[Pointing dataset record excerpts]
## Begin

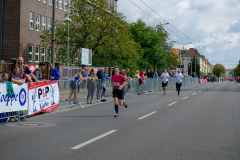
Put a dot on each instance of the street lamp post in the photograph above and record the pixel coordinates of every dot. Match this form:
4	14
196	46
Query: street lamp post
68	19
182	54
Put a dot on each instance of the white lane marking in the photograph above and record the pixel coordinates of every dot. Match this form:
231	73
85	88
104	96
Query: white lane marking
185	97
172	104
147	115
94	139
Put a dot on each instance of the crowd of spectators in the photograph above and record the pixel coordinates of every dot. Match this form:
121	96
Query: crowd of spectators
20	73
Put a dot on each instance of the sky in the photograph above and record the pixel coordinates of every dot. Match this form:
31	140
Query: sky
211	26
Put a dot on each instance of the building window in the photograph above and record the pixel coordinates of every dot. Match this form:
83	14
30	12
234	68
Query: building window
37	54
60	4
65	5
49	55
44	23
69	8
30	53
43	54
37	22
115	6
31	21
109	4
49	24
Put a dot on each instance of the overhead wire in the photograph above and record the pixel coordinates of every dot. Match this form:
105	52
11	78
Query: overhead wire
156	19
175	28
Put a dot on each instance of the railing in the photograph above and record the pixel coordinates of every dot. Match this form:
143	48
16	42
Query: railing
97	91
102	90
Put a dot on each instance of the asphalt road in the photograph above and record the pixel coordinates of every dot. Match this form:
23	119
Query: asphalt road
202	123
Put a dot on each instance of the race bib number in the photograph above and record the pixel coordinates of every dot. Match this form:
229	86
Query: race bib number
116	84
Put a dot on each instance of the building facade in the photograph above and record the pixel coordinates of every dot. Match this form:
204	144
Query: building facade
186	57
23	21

## End
## Begin

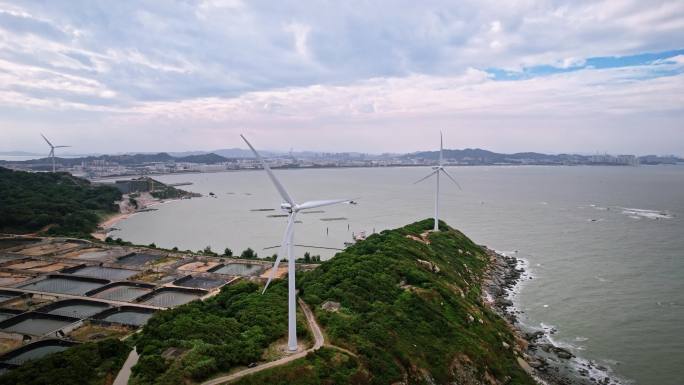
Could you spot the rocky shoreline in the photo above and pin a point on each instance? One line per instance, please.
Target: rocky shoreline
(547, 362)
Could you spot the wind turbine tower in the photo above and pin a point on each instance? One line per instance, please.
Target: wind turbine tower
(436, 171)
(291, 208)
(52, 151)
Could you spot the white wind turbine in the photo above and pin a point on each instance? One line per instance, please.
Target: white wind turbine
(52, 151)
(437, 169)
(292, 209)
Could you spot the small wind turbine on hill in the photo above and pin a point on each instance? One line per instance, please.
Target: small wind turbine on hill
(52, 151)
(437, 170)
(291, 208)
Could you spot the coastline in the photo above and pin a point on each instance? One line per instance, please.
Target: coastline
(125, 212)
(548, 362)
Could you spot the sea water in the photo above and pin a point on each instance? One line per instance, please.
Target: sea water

## End
## Begin

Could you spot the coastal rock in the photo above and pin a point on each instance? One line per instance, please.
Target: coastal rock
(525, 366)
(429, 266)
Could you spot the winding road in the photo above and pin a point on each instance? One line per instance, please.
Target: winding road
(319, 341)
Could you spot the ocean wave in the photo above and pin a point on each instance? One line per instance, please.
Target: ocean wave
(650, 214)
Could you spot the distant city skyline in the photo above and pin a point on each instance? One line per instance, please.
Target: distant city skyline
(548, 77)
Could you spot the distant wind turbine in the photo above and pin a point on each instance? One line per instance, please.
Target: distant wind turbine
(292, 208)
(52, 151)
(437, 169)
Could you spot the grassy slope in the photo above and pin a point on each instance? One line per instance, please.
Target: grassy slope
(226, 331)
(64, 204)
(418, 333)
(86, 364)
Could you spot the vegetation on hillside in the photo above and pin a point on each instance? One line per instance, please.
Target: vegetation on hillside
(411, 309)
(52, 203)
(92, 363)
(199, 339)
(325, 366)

## End

• [Problem]:
Reproduce verbatim the lines of the records from the one containing "Could you spot the coastline" up to and including the one containing "Target: sea water".

• [Complete response]:
Could you spot the coastline in the photo above and pin a point on each instance? One line per instance, please.
Target: coastline
(125, 212)
(548, 362)
Could you spot the sea water in the photo above and pin a point on each instance? One line per instance, please.
Target: sea water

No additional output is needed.